SOURCE

# # # # #

A very fascinating change for me has been to witness, in my humble opinion, an increasing skill level in gunmaking, which given the traditional nature of the business is often over looked. If I had a pound for every time someone had kindly informed me that “the best guns were made between the wars” I would be very rich. This needs clarification because yes, very good guns were made between the wars due to many factors, but it serves as an injustice to today’s gunmakers. There are guns and rifles being produced in the UK today that are some of the finest quality ever produced. This is simply due to the fact that we have an additional 90 years’ experience on those pre-war guns, we are using better metals, better wood and very highly talented gunmakers and engravers.

One aspect that has never changed and never ceases to amaze me is how relatively small the trade is. It is important to note here that I do not mean this in the sense of the number of gunmakers, I am referring to the very close relationship between client and gunmaker. A lot of clients I have met over the years knew more about the latest developments within the trade than I did. For me this is an important trait that illustrates what I believe makes the trade unusual. The client wants to know all the details, all the characters and all the latest developments because they are as interested and passionate as we are. We are simply on a different side of the fence. This makes it into a very small trade because we all, to a lesser or greater extent know each other’s business.

Fast forward 20 years, Rigby has that same energy and passion. I’ve witnessed here at Rigby the desire to make the best rifle humanly possible and with a very youthful team, it’s being achieved.

I have been very fortunate to have travelled to many different countries throughout the world ranging from the US, the Middle East, Russia and many countries in between. The countries may differ but what doesn’t differ is the huge respect people hold for a best London gun or rifle.

My view of the trade has not changed since I joined Holland & Holland. We must all work far closer together to protect and preserve the future of the gun trade and ensure that the British gun trade is still going strong in another 100 years and that global respect for a British gun or rifle is maintained.


8 responses

  1. Hello Mr. Ambrose

    Thanks for a very WA3RM welcome at Rigby premises yesterday (I was there with my daughter, who was busy with her phone 😬). Very interesting to try the guns, hear about the history and to see the history and the future of Rigby!

# # # # #

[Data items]
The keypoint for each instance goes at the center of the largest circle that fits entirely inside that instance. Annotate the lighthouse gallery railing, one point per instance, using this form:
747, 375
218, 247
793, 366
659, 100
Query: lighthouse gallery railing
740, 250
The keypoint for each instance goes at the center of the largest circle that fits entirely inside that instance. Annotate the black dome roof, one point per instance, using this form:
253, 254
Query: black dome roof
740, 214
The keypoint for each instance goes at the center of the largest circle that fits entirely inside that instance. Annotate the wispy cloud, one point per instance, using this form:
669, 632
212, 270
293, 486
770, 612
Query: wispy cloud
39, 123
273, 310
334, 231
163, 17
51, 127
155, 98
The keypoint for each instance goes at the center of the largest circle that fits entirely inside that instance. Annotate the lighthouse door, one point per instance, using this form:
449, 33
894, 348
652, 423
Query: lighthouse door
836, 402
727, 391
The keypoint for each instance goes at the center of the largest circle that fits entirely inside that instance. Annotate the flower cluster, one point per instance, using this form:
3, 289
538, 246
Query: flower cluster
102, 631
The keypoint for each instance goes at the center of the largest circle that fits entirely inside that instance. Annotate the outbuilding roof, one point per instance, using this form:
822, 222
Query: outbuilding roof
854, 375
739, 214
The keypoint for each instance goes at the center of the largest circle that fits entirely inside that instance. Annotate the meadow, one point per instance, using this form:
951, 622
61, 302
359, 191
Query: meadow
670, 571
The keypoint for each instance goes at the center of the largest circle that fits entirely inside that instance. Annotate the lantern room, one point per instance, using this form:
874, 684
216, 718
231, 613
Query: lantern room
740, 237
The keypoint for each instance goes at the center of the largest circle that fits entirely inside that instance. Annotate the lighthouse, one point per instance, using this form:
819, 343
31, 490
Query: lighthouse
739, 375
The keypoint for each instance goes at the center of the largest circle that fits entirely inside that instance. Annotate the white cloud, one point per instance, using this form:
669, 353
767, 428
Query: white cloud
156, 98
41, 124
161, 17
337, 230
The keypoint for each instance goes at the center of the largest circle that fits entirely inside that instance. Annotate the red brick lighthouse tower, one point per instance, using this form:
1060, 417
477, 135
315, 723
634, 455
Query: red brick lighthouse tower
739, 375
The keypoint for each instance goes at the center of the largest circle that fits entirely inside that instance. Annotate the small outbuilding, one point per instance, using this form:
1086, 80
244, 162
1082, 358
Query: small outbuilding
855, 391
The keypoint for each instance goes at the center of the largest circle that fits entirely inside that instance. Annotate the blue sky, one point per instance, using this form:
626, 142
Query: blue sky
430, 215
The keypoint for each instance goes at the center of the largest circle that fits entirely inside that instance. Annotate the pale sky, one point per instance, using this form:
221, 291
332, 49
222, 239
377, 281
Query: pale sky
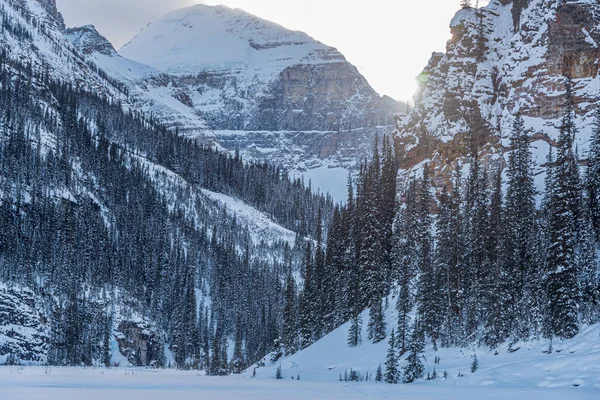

# # # # #

TASKS
• 1. Decide whether each statement agrees with the piece on the British gun trade above: (a) The writer believes no guns made today match those made between the wars. (b) Many clients the writer has met knew more about the trade's latest developments than the writer did. (c) The writer finds that respect for a best London gun or rifle varies from country to country. Answer yes or no for each, and quote the words from the piece that settle it.
• 2. Extend the piece on the British gun trade above, starting right after its final sentence.

ANSWERS TO THE EXERCISES
• 1.
(a) No. "There are guns and rifles being produced in the UK today that are some of the finest quality ever produced."
(b) Yes. "A lot of clients I have met over the years knew more about the latest developments within the trade than I did."
(c) No. "The countries may differ but what doesn’t differ is the huge respect people hold for a best London gun or rifle."

• 2.
    1. Dear Michael, thank you very much and thank you for taking the time to come and visit us. I’m very pleased you enjoyed your visit. Regards, Andrew

  2. great to see John Rigby making such a strong come back in the London gun trade and especially in these difficult economic times and with such draconian government strictures on gun ownership. I have a Rigby 12 – bore and have always aspired to a .416 rifle so, perhaps one day! I wish John Rigby & Co all the best for the future.

  3. Good Morning Andrew
    Don’t know what happened to my original post, but never the less, I believe you have made the best decision possible. In my opinion, the Rigby bolt rifles are synonymous with the word Africa. For most of my old life, I have known of Rigby rifles. But only in more recent years since the company moved back to London, where it should always be, have I read and studied the history. I wish you and John Rigby the most prosperous future possible! And hope to see you and Marc at DSC next year!!!

    1. Thank you very much David and very much appreciate you taking the time to leave your comments here on this blog. Exciting times ahead for both myself but more importantly, Rigby. Best regards, Andrew

  4. Good Day Sir,

    While I like to collect the so called Pre-war British Best guns Andrew. I think you are spot on, while not all of the British Best company’s have kept up. Some are building the best guns of there history right now. A person that has a love for these guns can get the best built guns right now in history. It may take another 100 years for this fact to be realized….But it will be one day.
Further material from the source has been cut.